*** Material for this exercise

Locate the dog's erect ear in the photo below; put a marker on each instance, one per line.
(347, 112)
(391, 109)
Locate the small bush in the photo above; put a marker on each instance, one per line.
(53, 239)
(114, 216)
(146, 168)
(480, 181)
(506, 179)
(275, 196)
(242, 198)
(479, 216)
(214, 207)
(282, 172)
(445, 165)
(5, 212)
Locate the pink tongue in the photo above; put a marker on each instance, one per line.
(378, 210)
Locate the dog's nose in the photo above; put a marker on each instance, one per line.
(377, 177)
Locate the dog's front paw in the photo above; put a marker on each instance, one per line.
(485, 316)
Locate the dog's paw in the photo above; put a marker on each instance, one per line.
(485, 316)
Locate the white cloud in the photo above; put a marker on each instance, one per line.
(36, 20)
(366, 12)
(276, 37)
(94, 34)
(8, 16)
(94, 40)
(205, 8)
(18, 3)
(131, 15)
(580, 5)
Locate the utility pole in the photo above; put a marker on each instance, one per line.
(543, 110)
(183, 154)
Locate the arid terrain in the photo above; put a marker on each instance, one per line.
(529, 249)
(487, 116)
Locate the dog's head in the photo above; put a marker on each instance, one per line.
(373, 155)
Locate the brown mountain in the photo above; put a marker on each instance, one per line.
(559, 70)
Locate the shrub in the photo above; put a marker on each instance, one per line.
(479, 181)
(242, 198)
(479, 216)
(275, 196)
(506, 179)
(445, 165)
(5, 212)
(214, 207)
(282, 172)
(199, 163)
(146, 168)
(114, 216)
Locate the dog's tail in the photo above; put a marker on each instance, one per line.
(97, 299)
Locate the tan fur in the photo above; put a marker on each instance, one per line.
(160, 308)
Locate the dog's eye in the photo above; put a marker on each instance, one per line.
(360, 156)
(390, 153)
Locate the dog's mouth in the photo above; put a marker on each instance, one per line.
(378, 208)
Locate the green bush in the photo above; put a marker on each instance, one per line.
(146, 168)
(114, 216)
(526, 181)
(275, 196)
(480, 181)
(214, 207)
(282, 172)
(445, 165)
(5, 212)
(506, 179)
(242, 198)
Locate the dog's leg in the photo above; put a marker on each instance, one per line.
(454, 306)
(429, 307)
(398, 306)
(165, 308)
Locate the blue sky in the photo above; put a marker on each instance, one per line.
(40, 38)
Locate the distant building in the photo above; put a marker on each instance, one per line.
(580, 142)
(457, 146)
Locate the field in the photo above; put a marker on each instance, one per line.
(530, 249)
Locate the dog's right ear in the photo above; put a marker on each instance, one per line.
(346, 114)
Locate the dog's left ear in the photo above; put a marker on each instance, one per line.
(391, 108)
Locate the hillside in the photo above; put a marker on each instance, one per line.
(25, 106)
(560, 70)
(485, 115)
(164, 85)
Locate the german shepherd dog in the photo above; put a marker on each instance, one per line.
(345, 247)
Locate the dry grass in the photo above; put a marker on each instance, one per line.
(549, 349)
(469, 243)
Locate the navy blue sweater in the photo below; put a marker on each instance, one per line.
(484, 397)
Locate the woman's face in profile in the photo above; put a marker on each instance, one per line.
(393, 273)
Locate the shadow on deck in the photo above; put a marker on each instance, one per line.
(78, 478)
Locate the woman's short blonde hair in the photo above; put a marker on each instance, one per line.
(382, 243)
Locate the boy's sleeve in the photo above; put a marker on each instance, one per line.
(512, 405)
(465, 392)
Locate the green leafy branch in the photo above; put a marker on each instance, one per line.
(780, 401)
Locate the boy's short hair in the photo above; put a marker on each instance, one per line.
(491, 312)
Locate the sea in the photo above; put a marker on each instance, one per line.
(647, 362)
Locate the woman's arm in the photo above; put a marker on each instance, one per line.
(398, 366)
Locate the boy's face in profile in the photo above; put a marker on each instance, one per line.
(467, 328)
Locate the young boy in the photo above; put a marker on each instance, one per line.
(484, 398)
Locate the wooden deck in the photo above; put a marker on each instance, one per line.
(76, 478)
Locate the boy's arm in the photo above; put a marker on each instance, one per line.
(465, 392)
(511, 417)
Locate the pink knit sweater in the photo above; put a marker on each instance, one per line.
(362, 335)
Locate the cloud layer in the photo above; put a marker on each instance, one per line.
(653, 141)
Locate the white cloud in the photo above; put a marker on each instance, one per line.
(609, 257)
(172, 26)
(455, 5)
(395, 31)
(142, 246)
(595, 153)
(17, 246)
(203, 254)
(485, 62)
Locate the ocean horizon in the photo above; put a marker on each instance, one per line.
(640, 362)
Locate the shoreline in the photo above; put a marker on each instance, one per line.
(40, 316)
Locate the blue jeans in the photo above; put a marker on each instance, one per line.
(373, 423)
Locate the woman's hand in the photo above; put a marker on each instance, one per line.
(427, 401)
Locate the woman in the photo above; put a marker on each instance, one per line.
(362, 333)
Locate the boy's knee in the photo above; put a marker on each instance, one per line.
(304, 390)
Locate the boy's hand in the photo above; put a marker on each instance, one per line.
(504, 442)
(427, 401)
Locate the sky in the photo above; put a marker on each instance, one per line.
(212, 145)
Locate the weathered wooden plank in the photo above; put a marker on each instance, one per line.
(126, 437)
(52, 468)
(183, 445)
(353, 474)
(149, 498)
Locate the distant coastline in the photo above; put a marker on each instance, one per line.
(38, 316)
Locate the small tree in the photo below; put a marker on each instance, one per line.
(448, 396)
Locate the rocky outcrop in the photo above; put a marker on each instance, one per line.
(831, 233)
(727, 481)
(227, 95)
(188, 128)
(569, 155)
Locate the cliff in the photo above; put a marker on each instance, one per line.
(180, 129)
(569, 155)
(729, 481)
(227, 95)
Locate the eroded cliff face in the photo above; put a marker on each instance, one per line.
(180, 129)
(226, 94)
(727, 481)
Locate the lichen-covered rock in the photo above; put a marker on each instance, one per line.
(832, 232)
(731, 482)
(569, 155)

******

◆ Directions for this task: Please retype the data above exactly, including every line.

◆ The answer:
Locate the dog's erect ear in the photo below; put a marker on each instance, one per line.
(347, 112)
(391, 109)
Locate the small bush in the photo above; put a marker on each instance, one per line.
(53, 239)
(114, 216)
(146, 168)
(480, 181)
(506, 179)
(275, 196)
(242, 198)
(479, 216)
(214, 207)
(282, 172)
(445, 165)
(5, 212)
Locate the pink tongue in the photo above; put a marker on each instance, one per line.
(378, 210)
Locate the dog's nose in the photo above; put a marker on each instance, one per line.
(377, 177)
Locate the dog's front paw in the photo above; put a marker on each instance, one per line.
(485, 316)
Locate the dog's paw in the photo above; put a marker on each instance, one per line.
(485, 316)
Locate the white cloud in the photo above; put a marker on each instance, one per line.
(36, 20)
(366, 12)
(276, 37)
(94, 34)
(8, 16)
(94, 40)
(205, 8)
(18, 3)
(131, 15)
(580, 5)
Locate the utility pole in the photo above; put a marker on each instance, one per line.
(543, 110)
(183, 154)
Locate the arid terrain in the photo above; put a marker on each instance, one per line.
(529, 249)
(487, 116)
Locate the dog's head in the photo above; put a marker on each instance, one per line.
(373, 155)
Locate the brown mountain in the photo above; put a marker on each instance, one per line.
(559, 70)
Locate the shrub in the photo above; put a marker on each instance, one per line.
(479, 181)
(242, 198)
(479, 216)
(275, 196)
(506, 179)
(445, 165)
(5, 212)
(214, 207)
(282, 172)
(199, 163)
(146, 168)
(114, 216)
Locate the dog's tail in the photo above; put a marker on each instance, one per line.
(97, 299)
Locate the tan fur in the photo above; put a marker on each instance, one per line.
(160, 308)
Locate the dog's eye in the photo above; put a marker on each instance, one per line.
(360, 156)
(390, 153)
Locate the dog's mouth in the photo above; put a marker on each instance, one per line.
(378, 208)
Locate the green bush in the photo above; put a marker on each instance, one per line.
(146, 168)
(114, 216)
(526, 181)
(275, 196)
(480, 181)
(214, 207)
(282, 172)
(445, 165)
(5, 212)
(506, 179)
(242, 198)
Locate the dog's leg in the photo above; put a marker on each instance, one per line.
(454, 306)
(429, 307)
(398, 306)
(165, 308)
Locate the blue sky in the photo above; put a marker on each instance, one per line.
(40, 38)
Locate the distant building in the photo above; put a marker on each instance, one per line.
(580, 142)
(457, 146)
Locate the field in the photo above; put a marker on each instance, one per line.
(530, 249)
Locate the dog's right ear in the photo above; put a marker on each instance, one per line.
(346, 114)
Locate the dog's left ear in the photo above; put a marker on each instance, one per line.
(391, 108)
Locate the hillside in the photo above; put a marker on each instance, one per line.
(25, 106)
(560, 70)
(485, 115)
(164, 85)
Locate the german shepherd dog in the photo above; put a marker on each instance, one per line.
(345, 247)
Locate the dry grass in the photo above; put a marker on each instance, one per line.
(549, 349)
(469, 243)
Locate the navy blue sweater in the photo below; put a marker on each instance, one per line.
(484, 397)
Locate the woman's face in profile in the photo above; put a marker on each instance, one per line.
(393, 273)
Locate the shadow on deck in the photo above; put a marker on each instance, one per line.
(78, 478)
Locate the woman's short blonde hair in the photo above; put a marker on each instance, one per line.
(382, 243)
Locate the boy's sleeve in the photo above; put a marker on each instance, one per line.
(512, 405)
(465, 392)
Locate the green leafy branch in the photo above; put a marker on each instance, one per line.
(780, 401)
Locate the boy's short hair in the photo above; put a marker on each instance, one per line.
(491, 312)
Locate the sea in the photo above; put a marker on each instance, one per line.
(647, 362)
Locate the woman's arm in the photo above; put a marker on each instance, one per line.
(398, 366)
Locate the boy's face in profile in the photo above; put a marker on each instance, one per line.
(467, 328)
Locate the young boy in the photo above; put a marker on each instance, one per line.
(484, 398)
Locate the wooden deck in the photo above; put a marker on each instance, one per line.
(76, 478)
Locate the boy's arm in the photo above; put a marker on each instance, one per line.
(465, 392)
(511, 417)
Locate the pink knit sweater in the photo above; put a marker on each instance, one per line.
(362, 335)
Locate the cloud layer in the photo above; put a marker on each instance, one per line.
(653, 141)
Locate the white cloud in the photo above; put a marker on each instance, one per line.
(609, 257)
(172, 26)
(455, 5)
(395, 31)
(142, 246)
(595, 153)
(17, 246)
(203, 254)
(485, 62)
Locate the ocean horizon in the photo above; put a marker on each instance, one per line.
(640, 362)
Locate the shoreline in the photo above; put a marker on each instance, one per line.
(40, 316)
Locate the blue jeans in the photo above; put a marker on each instance, one per line.
(373, 423)
Locate the woman's hand in the photo above; put a marker on each instance, one per line.
(427, 401)
Locate the woman in the photo above; put a marker on each instance, one per line.
(362, 333)
Locate the boy's knee in the photo above; put a marker on each instance, one per line.
(304, 390)
Locate the boy's hand in the photo above; put a marker on each instance, one per line.
(504, 442)
(427, 401)
Locate the sky in the photo above; put a marker on each instance, one per line.
(212, 145)
Locate the weathered wooden plank in the photo above; put a marker on each instance, one per line.
(126, 437)
(52, 468)
(183, 445)
(353, 474)
(149, 498)
Locate the distant coastline in the photo above; put a marker on each instance, one per line.
(38, 316)
Locate the small tree in the photo below; put a marker on each instance, one per line.
(448, 396)
Locate the rocky outcrop in the photo above; put a marker on each instance, one per line.
(831, 233)
(727, 481)
(227, 95)
(188, 128)
(569, 155)
Locate the cliff in the photo above; put a marker on each instance, one per line.
(180, 129)
(569, 155)
(729, 481)
(227, 95)
Locate the eroded cliff face in the photo above; put a marker on each instance, one per line.
(180, 129)
(226, 94)
(727, 481)
Locate the lichen-covered rock in the photo above; put a marker on each instance, one per line.
(832, 232)
(731, 482)
(569, 155)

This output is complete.